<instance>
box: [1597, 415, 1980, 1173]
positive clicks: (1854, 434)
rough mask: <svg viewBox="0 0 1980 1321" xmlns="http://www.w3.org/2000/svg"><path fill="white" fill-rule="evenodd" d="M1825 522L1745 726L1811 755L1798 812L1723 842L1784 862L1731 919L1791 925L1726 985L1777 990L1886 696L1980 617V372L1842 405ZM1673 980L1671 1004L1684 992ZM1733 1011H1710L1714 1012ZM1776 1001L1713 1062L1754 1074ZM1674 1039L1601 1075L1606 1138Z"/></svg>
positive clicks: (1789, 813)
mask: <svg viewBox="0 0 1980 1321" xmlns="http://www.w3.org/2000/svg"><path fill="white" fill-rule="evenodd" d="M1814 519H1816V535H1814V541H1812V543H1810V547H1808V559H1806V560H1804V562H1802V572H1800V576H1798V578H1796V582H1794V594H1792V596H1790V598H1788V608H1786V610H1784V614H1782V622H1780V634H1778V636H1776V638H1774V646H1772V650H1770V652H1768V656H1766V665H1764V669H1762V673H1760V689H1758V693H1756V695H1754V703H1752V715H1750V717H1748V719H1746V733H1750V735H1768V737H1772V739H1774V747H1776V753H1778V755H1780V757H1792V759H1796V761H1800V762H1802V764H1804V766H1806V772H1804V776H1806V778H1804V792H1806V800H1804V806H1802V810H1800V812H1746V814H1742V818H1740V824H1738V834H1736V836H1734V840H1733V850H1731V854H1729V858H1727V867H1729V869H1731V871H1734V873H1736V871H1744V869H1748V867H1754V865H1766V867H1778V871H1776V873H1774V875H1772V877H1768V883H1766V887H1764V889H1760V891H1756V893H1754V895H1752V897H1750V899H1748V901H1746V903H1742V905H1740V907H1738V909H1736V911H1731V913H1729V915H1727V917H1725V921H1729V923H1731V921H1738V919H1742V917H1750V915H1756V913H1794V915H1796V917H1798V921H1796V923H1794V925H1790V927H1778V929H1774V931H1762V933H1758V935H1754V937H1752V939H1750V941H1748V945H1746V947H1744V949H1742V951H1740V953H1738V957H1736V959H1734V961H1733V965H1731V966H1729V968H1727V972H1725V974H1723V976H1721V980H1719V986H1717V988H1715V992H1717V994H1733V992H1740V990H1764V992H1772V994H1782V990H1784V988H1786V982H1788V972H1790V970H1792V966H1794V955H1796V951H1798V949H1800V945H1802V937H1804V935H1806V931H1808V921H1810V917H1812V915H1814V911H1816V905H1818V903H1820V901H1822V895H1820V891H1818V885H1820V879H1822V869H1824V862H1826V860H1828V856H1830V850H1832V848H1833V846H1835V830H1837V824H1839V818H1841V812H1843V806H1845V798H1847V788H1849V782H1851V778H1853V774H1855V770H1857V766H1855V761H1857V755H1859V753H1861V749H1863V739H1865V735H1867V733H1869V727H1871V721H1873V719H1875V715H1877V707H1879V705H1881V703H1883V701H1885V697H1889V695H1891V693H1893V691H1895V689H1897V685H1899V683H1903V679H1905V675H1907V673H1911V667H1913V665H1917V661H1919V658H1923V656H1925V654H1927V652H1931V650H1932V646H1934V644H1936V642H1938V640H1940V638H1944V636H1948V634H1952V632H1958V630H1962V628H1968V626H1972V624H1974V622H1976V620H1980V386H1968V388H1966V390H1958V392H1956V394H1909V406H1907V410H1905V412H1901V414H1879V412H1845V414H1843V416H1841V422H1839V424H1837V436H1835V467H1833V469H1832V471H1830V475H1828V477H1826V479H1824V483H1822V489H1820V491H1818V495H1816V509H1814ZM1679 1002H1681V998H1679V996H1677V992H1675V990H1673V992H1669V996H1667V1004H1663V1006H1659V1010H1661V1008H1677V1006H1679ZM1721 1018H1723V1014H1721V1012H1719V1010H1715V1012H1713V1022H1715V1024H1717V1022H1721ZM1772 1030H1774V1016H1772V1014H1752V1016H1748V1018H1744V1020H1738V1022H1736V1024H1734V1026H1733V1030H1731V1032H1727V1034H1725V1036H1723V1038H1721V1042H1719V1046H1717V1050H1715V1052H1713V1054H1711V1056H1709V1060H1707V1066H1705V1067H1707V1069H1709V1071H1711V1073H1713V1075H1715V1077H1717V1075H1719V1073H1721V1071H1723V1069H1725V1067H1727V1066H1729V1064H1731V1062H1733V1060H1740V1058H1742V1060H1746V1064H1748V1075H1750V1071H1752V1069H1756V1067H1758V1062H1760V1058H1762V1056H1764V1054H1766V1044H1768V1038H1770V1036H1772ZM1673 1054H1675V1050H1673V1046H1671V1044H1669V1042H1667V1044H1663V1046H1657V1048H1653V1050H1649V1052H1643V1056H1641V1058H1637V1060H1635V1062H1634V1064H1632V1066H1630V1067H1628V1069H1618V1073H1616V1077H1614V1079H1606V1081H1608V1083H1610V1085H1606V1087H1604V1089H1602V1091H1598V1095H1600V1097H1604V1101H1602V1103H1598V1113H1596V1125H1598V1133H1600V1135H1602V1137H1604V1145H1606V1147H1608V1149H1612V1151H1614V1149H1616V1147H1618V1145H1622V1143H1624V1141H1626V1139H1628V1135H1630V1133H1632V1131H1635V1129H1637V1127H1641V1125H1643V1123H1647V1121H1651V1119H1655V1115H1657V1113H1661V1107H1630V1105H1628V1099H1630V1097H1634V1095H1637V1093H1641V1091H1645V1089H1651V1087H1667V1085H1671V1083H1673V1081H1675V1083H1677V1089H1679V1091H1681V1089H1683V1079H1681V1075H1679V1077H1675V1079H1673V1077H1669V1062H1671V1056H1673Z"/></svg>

──────────

** WORK REQUEST **
The complete set of entries above must be reproduced verbatim.

** ANSWER TO THE EXERCISE **
<instance>
box: [1597, 415, 1980, 1173]
positive clicks: (1854, 434)
rough mask: <svg viewBox="0 0 1980 1321" xmlns="http://www.w3.org/2000/svg"><path fill="white" fill-rule="evenodd" d="M1825 522L1745 726L1811 755L1798 812L1723 842L1784 862L1731 919L1791 925L1726 985L1777 990L1886 696L1980 617V372L1842 405ZM1673 980L1671 1004L1684 992ZM1733 1011H1710L1714 1012ZM1776 1001L1713 1062L1754 1074ZM1674 1039L1601 1075L1606 1138Z"/></svg>
positive clicks: (1789, 813)
mask: <svg viewBox="0 0 1980 1321" xmlns="http://www.w3.org/2000/svg"><path fill="white" fill-rule="evenodd" d="M1814 519H1816V535H1814V541H1812V543H1810V547H1808V559H1806V560H1804V562H1802V572H1800V576H1798V578H1796V582H1794V594H1792V596H1790V598H1788V608H1786V610H1784V614H1782V622H1780V634H1778V636H1776V638H1774V646H1772V650H1770V652H1768V656H1766V665H1764V669H1762V673H1760V689H1758V693H1756V695H1754V703H1752V715H1750V717H1748V719H1746V733H1750V735H1768V737H1772V739H1774V747H1776V753H1778V755H1780V757H1792V759H1796V761H1800V762H1802V764H1804V766H1806V772H1804V776H1806V778H1804V792H1806V800H1804V806H1802V810H1800V812H1746V814H1742V818H1740V824H1738V834H1736V836H1734V840H1733V850H1731V854H1729V858H1727V867H1729V869H1731V871H1734V873H1736V871H1744V869H1748V867H1754V865H1766V867H1778V871H1776V873H1774V875H1772V877H1768V883H1766V887H1764V889H1760V891H1756V893H1754V895H1752V897H1750V899H1748V901H1746V903H1742V905H1740V907H1738V909H1736V911H1731V913H1729V915H1727V917H1725V921H1729V923H1731V921H1738V919H1742V917H1750V915H1756V913H1794V915H1796V917H1798V921H1796V923H1794V925H1790V927H1778V929H1774V931H1762V933H1758V935H1754V937H1752V939H1750V941H1748V945H1746V947H1744V949H1742V951H1740V953H1738V957H1736V959H1734V961H1733V965H1731V966H1729V968H1727V972H1725V974H1723V976H1721V980H1719V986H1717V988H1715V992H1717V994H1733V992H1740V990H1764V992H1772V994H1782V990H1784V988H1786V982H1788V972H1790V970H1792V966H1794V955H1796V951H1798V949H1800V945H1802V937H1804V935H1806V931H1808V921H1810V917H1812V915H1814V911H1816V905H1818V903H1820V901H1822V895H1820V891H1818V885H1820V879H1822V869H1824V862H1826V860H1828V856H1830V850H1832V848H1833V846H1835V830H1837V824H1839V818H1841V812H1843V806H1845V798H1847V788H1849V782H1851V778H1853V774H1855V770H1857V766H1855V761H1857V755H1859V753H1861V749H1863V739H1865V735H1867V733H1869V727H1871V721H1873V719H1875V715H1877V707H1879V705H1881V703H1883V701H1885V697H1889V695H1891V693H1893V691H1895V689H1897V685H1899V683H1903V679H1905V675H1907V673H1911V667H1913V665H1917V661H1919V658H1923V656H1925V654H1927V652H1931V650H1932V646H1934V644H1936V642H1938V640H1940V638H1944V636H1948V634H1952V632H1958V630H1962V628H1968V626H1972V624H1974V622H1976V620H1980V386H1968V388H1966V390H1958V392H1956V394H1909V406H1907V410H1905V412H1901V414H1879V412H1845V414H1843V416H1841V422H1839V424H1837V436H1835V467H1833V469H1832V471H1830V475H1828V477H1826V479H1824V483H1822V489H1820V491H1818V495H1816V509H1814ZM1679 1002H1681V998H1679V996H1677V992H1675V990H1673V992H1669V996H1667V1004H1663V1006H1659V1010H1661V1008H1677V1006H1679ZM1721 1018H1723V1014H1721V1012H1719V1010H1715V1012H1713V1022H1715V1024H1717V1022H1721ZM1772 1030H1774V1016H1772V1014H1752V1016H1748V1018H1744V1020H1738V1022H1736V1024H1734V1026H1733V1030H1731V1032H1727V1034H1725V1036H1723V1038H1721V1042H1719V1046H1717V1050H1715V1052H1713V1054H1711V1056H1709V1060H1707V1066H1705V1067H1707V1069H1709V1071H1711V1073H1713V1075H1715V1077H1717V1075H1719V1073H1721V1071H1723V1069H1725V1067H1727V1066H1729V1064H1731V1062H1733V1060H1740V1058H1742V1060H1746V1064H1748V1075H1750V1071H1752V1069H1756V1067H1758V1062H1760V1058H1762V1056H1764V1054H1766V1044H1768V1038H1770V1036H1772ZM1673 1054H1675V1050H1673V1046H1671V1044H1669V1042H1667V1044H1663V1046H1657V1048H1653V1050H1649V1052H1643V1056H1641V1058H1637V1060H1635V1062H1634V1064H1632V1066H1630V1067H1628V1069H1618V1073H1616V1077H1614V1079H1606V1081H1608V1083H1610V1085H1606V1087H1604V1089H1602V1091H1598V1095H1600V1097H1604V1101H1602V1103H1598V1113H1596V1125H1598V1133H1600V1135H1602V1137H1604V1145H1606V1147H1608V1149H1612V1151H1614V1149H1616V1147H1618V1145H1622V1143H1624V1141H1626V1139H1628V1135H1630V1133H1632V1131H1635V1129H1637V1127H1641V1125H1643V1123H1647V1121H1651V1119H1655V1115H1657V1113H1661V1107H1630V1105H1628V1099H1630V1097H1634V1095H1637V1093H1641V1091H1645V1089H1651V1087H1667V1085H1671V1083H1673V1081H1675V1083H1677V1089H1679V1091H1681V1089H1683V1079H1681V1075H1679V1077H1675V1079H1673V1077H1669V1062H1671V1056H1673Z"/></svg>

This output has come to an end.